Problem details: A verbatim copy of the entries is the required answer.

┏━━

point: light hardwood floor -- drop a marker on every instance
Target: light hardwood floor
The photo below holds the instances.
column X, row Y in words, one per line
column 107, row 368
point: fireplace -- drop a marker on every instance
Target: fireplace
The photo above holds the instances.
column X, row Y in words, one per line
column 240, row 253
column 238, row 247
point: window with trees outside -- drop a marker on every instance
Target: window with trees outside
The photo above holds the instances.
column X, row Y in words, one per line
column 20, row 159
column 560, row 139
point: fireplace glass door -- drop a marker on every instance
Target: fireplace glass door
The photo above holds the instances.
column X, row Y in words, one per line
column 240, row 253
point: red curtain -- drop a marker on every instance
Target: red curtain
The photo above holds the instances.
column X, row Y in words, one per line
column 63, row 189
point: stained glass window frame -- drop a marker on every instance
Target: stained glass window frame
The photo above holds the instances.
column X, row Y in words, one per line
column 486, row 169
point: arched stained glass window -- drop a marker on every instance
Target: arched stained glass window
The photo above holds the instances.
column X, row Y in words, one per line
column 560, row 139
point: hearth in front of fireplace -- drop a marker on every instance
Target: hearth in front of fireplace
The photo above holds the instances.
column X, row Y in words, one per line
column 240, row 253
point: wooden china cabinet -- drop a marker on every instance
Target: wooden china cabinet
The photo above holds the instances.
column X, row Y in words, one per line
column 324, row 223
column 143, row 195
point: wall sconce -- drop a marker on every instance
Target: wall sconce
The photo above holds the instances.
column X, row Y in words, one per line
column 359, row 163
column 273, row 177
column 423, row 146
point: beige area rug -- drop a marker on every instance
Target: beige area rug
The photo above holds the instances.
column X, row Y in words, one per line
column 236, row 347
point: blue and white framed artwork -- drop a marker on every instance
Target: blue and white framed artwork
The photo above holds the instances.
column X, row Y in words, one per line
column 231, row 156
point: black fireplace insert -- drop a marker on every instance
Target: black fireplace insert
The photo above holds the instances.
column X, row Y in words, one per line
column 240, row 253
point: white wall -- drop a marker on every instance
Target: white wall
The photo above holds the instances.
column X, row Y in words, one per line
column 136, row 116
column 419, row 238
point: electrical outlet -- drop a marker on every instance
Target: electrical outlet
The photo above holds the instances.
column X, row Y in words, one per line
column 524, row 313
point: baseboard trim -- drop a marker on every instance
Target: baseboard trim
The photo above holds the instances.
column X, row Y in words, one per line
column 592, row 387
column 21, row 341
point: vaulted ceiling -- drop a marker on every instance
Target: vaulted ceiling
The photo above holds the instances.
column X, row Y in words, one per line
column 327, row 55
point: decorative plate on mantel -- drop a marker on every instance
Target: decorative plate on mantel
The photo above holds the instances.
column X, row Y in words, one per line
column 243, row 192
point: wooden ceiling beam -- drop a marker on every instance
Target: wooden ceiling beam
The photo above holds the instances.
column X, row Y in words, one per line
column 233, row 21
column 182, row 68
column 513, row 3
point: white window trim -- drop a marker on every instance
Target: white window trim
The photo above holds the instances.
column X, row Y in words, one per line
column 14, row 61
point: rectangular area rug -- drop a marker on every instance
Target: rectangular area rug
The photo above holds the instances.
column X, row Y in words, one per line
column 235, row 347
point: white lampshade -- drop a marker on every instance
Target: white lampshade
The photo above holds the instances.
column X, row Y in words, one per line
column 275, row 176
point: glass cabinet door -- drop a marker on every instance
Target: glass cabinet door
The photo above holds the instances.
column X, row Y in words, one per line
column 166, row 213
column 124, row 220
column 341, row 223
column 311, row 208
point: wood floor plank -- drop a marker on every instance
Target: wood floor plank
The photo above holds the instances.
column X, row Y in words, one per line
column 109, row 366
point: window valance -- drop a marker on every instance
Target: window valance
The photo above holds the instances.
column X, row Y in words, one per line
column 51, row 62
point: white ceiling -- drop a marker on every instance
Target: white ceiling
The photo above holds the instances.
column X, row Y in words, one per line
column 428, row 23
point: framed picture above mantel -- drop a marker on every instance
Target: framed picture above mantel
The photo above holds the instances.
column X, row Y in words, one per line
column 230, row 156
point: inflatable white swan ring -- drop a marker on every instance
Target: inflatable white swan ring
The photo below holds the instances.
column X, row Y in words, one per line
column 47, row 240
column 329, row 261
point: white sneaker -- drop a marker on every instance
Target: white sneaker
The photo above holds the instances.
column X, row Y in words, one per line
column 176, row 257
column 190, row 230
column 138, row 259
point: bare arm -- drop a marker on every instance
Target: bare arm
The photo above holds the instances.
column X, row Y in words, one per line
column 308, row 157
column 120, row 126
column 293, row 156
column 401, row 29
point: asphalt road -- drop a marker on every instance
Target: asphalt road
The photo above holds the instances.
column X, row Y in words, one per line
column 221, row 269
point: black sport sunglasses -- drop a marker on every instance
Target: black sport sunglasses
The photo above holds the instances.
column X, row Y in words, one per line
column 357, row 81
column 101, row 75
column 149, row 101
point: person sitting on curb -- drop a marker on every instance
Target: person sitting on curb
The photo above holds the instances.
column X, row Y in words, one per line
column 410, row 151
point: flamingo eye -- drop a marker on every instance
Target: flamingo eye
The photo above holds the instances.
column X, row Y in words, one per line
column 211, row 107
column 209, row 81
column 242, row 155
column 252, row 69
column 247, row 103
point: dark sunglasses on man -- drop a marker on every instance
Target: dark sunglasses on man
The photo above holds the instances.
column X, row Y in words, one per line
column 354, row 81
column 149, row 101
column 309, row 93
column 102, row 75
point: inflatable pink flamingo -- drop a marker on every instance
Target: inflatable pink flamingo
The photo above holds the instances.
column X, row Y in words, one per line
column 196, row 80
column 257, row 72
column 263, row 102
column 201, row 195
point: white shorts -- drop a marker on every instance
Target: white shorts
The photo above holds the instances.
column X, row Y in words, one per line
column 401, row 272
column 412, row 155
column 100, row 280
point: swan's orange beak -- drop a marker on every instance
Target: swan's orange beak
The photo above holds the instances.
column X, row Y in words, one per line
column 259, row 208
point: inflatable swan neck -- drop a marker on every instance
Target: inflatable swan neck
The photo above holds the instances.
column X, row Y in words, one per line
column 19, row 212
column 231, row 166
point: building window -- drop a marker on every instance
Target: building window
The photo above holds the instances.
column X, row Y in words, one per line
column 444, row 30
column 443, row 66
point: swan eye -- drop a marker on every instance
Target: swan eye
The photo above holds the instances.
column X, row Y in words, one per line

┗━━

Response area:
point: light hardwood floor -- drop a marker on every instance
Target: light hardwood floor
The photo below holds the instances.
column X, row Y in words, one per line
column 107, row 368
point: fireplace -- drop a marker on every instance
Target: fireplace
The photo above holds the instances.
column X, row Y in words, one per line
column 240, row 253
column 238, row 247
point: window with trees outside -- drop a marker on every instance
Target: window with trees outside
The photo above holds the instances.
column X, row Y in words, one per line
column 20, row 159
column 560, row 139
point: fireplace glass door -- drop a marker on every instance
Target: fireplace glass door
The photo above holds the instances.
column X, row Y in words, one per line
column 240, row 253
point: red curtain -- drop a marker on every instance
Target: red curtain
The photo above holds the instances.
column X, row Y in words, one per line
column 63, row 189
point: stained glass window frame -- drop a marker on every instance
Target: stained glass window frame
The photo above holds the instances.
column X, row Y in words, one per line
column 486, row 169
point: arched stained glass window -- drop a marker on every instance
Target: arched stained glass window
The photo above holds the instances.
column X, row Y in words, one per line
column 560, row 139
point: hearth in front of fireplace -- drop a marker on every instance
Target: hearth in front of fireplace
The photo above holds the instances.
column X, row Y in words, one per line
column 240, row 253
point: wooden china cabinet -- drop a marker on every instance
Target: wooden china cabinet
The photo above holds the instances.
column X, row Y in words, one per line
column 324, row 223
column 143, row 195
point: wall sconce -- drop a marker on every instance
Target: wall sconce
The photo above holds the instances.
column X, row Y in words, one per line
column 359, row 163
column 273, row 177
column 423, row 146
point: beige area rug -- drop a marker on every instance
Target: beige area rug
The photo above holds the instances.
column X, row Y in words, one per line
column 236, row 347
point: blue and white framed artwork -- drop a marker on every instance
Target: blue and white framed artwork
The photo above holds the instances.
column X, row Y in words, one per line
column 231, row 156
point: black fireplace insert -- drop a marker on every instance
Target: black fireplace insert
The photo above holds the instances.
column X, row Y in words, one per line
column 240, row 253
point: white wall -- drop a marker on every instance
Target: white wall
The photo above holds the instances.
column X, row Y in words, one per line
column 136, row 116
column 419, row 238
point: electrical outlet -- drop a marker on every instance
Target: electrical outlet
The photo above holds the instances.
column X, row Y in words, one per line
column 524, row 313
point: baseboard trim -- drop a marker on every instance
Target: baseboard trim
The photo above holds the instances.
column X, row Y in words, one per line
column 592, row 387
column 21, row 341
point: vaulted ceiling -- drop a marker on every instance
Target: vaulted ceiling
The photo above holds the instances.
column X, row Y in words, one per line
column 327, row 55
point: decorative plate on mantel -- drop a marker on every instance
Target: decorative plate on mantel
The photo above holds the instances.
column X, row Y in words, one per line
column 243, row 192
point: wooden ceiling beam -- drop a marker on every instance
Target: wooden ceiling beam
The photo above holds the instances.
column X, row Y in words, one per line
column 233, row 21
column 182, row 68
column 513, row 3
point: white window trim -- drop a marker on every instance
Target: white window trim
The photo above holds the instances.
column X, row Y in words, one per line
column 14, row 61
point: rectangular area rug -- drop a marker on every instance
Target: rectangular area rug
The photo above holds the instances.
column X, row Y in words, one per line
column 235, row 347
point: white lampshade -- drop a marker on every instance
Target: white lampshade
The photo above holds the instances.
column X, row Y in words, one per line
column 275, row 176
point: glass cabinet door -- drop a marker on every instance
Target: glass cabinet door
The photo above holds the instances.
column X, row Y in words, one per line
column 166, row 213
column 124, row 220
column 341, row 223
column 311, row 208
point: wood floor plank -- drop a marker on every instance
Target: wood floor plank
The photo above holds the instances.
column X, row Y in words, one per line
column 109, row 366
point: window valance -- drop a marker on every instance
Target: window valance
The photo above holds the instances.
column X, row Y in words, one per line
column 51, row 62
point: white ceiling -- drop a marker on every instance
Target: white ceiling
The photo above holds the instances.
column X, row Y in words, one per line
column 428, row 23
point: framed picture above mantel -- drop a marker on every instance
Target: framed picture above mantel
The photo above holds the instances.
column X, row Y in words, one per line
column 230, row 156
point: inflatable white swan ring -- drop a marker on every instance
Target: inflatable white swan ring
The photo below holds the instances.
column X, row Y in words, one per line
column 47, row 240
column 329, row 261
point: white sneaker -- drop a marker on every instance
Target: white sneaker
The photo above holds the instances.
column X, row Y in words, one per line
column 176, row 257
column 190, row 230
column 138, row 259
point: bare arm -- drop a marker on every instance
Target: bare arm
The photo above holds the instances.
column X, row Y in words, one per line
column 308, row 157
column 120, row 126
column 293, row 156
column 401, row 29
point: asphalt road -- drop a marker on every instance
Target: asphalt road
The photo above holds the instances.
column X, row Y in words, one per line
column 221, row 269
point: black sport sunglasses -- drop a marker on every instance
Target: black sport sunglasses
The photo above holds the instances.
column X, row Y in words, one per line
column 357, row 81
column 101, row 75
column 149, row 101
point: person sitting on curb -- drop a marker on every instance
Target: person sitting on curb
The photo above holds the instances.
column X, row Y in words, one per line
column 410, row 151
point: flamingo eye -- drop a marker on every instance
Target: flamingo eye
The photo above holds the instances.
column X, row Y in words, one per line
column 211, row 107
column 209, row 81
column 242, row 155
column 252, row 69
column 247, row 103
point: dark sunglasses on man -- drop a marker on every instance
Target: dark sunglasses on man
The photo above holds the instances.
column X, row Y in words, one per line
column 354, row 81
column 149, row 101
column 309, row 93
column 102, row 75
point: inflatable pink flamingo -- drop a marker on every instance
Target: inflatable pink flamingo
The photo above holds the instances.
column X, row Y in words, one per line
column 196, row 80
column 257, row 72
column 263, row 102
column 201, row 195
point: white shorts -- drop a marker on every instance
Target: white shorts
The photo above holds the instances.
column X, row Y in words, one per line
column 401, row 272
column 412, row 155
column 100, row 280
point: swan's orange beak -- drop a marker on every instance
Target: swan's orange beak
The photo above holds the instances.
column X, row Y in words, one per line
column 259, row 208
point: inflatable swan neck -- drop a marker on every instance
Target: inflatable swan neck
The photo above holds the instances.
column X, row Y in words, one per line
column 19, row 212
column 231, row 166
point: building window -- drop a marker on every instance
Target: building window
The photo above holds the instances.
column X, row Y in words, one per line
column 444, row 30
column 443, row 66
point: swan eye -- drop a marker on every instance
Target: swan eye
The photo above holds the instances.
column X, row Y in words, one per line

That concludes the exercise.